**STATED TASK:** Continue the lecture on spiritual psychosynthesis below, picking up right after its final sentence.

**SUPPLIED TEXT:**

The conscious “I” manifests itself above all as a conscious, resolute and tenacious will, directed relentlessly toward the goal; a will that unceasingly works to master the areas of the unconscious.
By Roberto Assagioli, XX Lecture – July 25, 1933. From the Assagioli Archives in Florence, Doc. #24183. Original Title: La Psicosintesi spiritual. Translated by Jan Kuniholm
Last Sunday we presented the highest and most direct method of awakening superconscious psychic energies and coming into contact with our spiritual self.
But such a method is not easy to use, and it can give rise to disturbances, and sometimes even prove to be dangerous. It is therefore appropriate to be well aware of the problems it can produce and how they can be avoided. We will also present other methods that are more indirect, but easier to implement, and see which are best suited to various psychological types.
The main danger of the method of “silence” that we have presented is that of allowing ourselves to go into a state of passivity in which psychic sensitivities of mediumistic character are awakened, or in which elements of the unconscious that can overwhelm our conscious personality may burst in.
The question of mediumship is very complex and still somewhat obscure; but for my purposes it will suffice to mention a general, yet often overlooked, aspect of the issue. When one speaks of “mediumship,” one immediately thinks of the great mediums through whom extraordinary [psychic] phenomena occur, and then the debated problem of “communication with the departed” is immediately raised; but these are exceptional cases. There is, on the other hand, a less apparent aspect of the question, but one that concerns us all: many facts lead one to admit that the extraordinary paranormal faculties of mediums are an amplification of faculties and sensibilities that exist to a greater or lesser extent in each of us. That is to say, psychic exchanges — outside of the connections established by the ordinary means of the senses — habitually take place among all people. These exchanges take place between our unconscious and that of others and, in general, between it and the innumerable psychic forces, influences and vibrations to whose action we are exposed just by living with other people.
Now, putting oneself in a state of passivity and receptivity tends to foster the development of those psychic sensitivities. But this state of affairs is, for various reasons, far from desirable. Opening ourselves without wise discrimination, and without vigilance toward the psychic influences that seek to intrude upon us, would be like leaving the door of our house open to anyone who wanted to enter it. It is easy to imagine how very undesirable guests could easily creep in. Especially now when humanity is agitated, worried, full of doubts, anxieties; often disappointed, embittered, rebellious, it is certainly not the best thing to allow oneself to be assaulted by those emotions and passions, which generate powerful and impetuous psychic currents because of the large number of those who transmit them.
But even apart from the nature of these psychic influences, while we are primarily occupied in the far from easy work of reconciling the many disparate and contrasting elements that are already present in us, it is certainly not advisable that we make our work more complicated and difficult by allowing other elements into us which increase complexity and disorder, even if they are not bad in themselves.

Point annotation rows
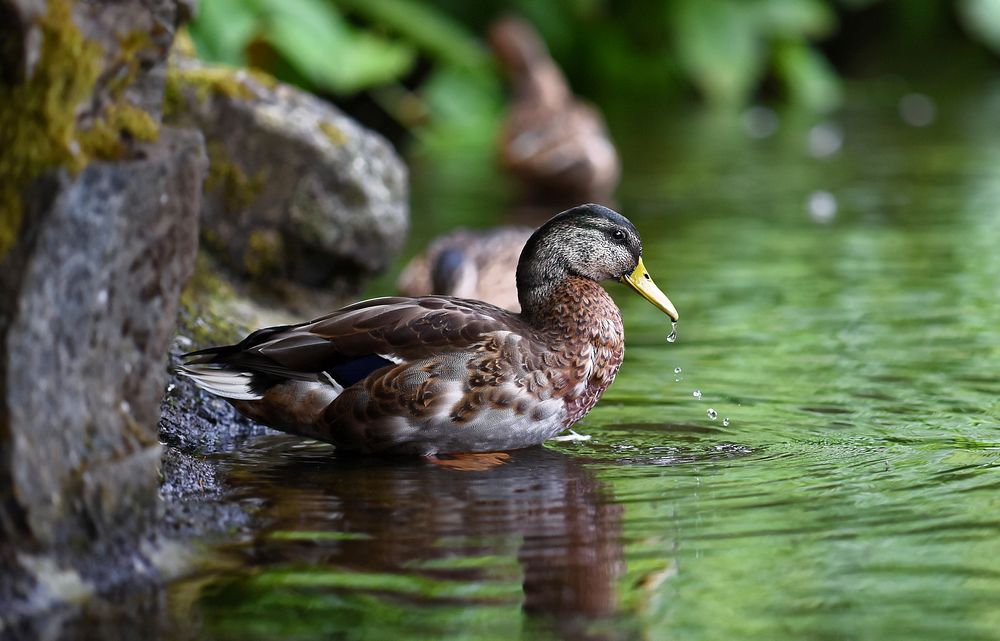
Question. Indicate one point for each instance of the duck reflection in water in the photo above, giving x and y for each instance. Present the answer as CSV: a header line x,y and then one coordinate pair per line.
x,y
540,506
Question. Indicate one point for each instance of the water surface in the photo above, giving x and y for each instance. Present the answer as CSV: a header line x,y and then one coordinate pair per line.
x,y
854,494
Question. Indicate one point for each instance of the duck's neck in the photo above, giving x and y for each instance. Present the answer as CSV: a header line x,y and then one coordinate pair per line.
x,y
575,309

--

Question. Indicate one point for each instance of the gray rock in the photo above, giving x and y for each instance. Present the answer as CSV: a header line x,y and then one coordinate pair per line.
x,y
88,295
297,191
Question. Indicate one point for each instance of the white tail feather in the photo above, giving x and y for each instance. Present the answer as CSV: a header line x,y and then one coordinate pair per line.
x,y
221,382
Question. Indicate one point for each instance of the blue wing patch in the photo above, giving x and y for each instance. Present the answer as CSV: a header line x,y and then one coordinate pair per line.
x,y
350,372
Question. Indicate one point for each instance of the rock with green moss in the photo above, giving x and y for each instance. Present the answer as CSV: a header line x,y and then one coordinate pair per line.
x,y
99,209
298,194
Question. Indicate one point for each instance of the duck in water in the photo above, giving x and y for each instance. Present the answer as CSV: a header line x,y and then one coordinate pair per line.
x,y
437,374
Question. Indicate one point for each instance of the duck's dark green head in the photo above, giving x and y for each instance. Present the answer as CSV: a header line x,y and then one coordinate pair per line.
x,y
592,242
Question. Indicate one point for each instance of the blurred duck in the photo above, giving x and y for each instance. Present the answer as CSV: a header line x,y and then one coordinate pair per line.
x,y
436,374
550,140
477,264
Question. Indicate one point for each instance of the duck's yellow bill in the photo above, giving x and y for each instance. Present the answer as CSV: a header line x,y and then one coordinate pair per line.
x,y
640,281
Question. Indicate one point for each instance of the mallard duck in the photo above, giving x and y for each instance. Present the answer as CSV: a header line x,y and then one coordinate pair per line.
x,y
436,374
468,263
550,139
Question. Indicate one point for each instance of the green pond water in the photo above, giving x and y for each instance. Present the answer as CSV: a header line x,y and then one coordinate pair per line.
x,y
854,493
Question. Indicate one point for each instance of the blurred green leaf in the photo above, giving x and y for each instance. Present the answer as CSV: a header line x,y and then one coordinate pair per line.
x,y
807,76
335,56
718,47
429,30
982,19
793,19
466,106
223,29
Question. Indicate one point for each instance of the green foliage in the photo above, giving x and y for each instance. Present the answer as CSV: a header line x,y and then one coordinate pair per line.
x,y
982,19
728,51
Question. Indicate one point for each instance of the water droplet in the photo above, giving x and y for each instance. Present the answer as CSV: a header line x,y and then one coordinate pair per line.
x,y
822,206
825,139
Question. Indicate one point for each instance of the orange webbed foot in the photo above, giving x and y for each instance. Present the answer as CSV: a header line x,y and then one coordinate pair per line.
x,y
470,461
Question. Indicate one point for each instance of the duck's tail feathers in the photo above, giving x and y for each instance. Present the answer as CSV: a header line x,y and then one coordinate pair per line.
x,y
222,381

**EXERCISE ANSWER:**
Therefore, let us not be enticed by the fascination of the unknown or driven by the natural curiosity aroused by those phenomena. Let us leave them for now to be investigated by those who study them seriously and scientifically, who take the necessary precautions and consciously accept the risks of those experiments for themselves and others. One may indeed study with interest and sympathy the reports of those courageous investigations and profit from their results, without going unprepared into those little-known and treacherous regions.
It is therefore necessary, I repeat, to always maintain a very careful vigilance and a poised will when doing the exercises of “Silence” and awakening of the spiritual faculties. If we find that a sense of torpor and drowsiness begins to overtake us or if unusual sensations or strange impressions arise in us, we must resolutely stop the exercise; and if those phenomena are repeated in other attempts, it is good to suspend them, at least temporarily.
There are other methods for developing the higher faculties and fostering psychosynthesis, in which active use is made of the normal psychological faculties and which therefore do not have the drawbacks of the method of silence.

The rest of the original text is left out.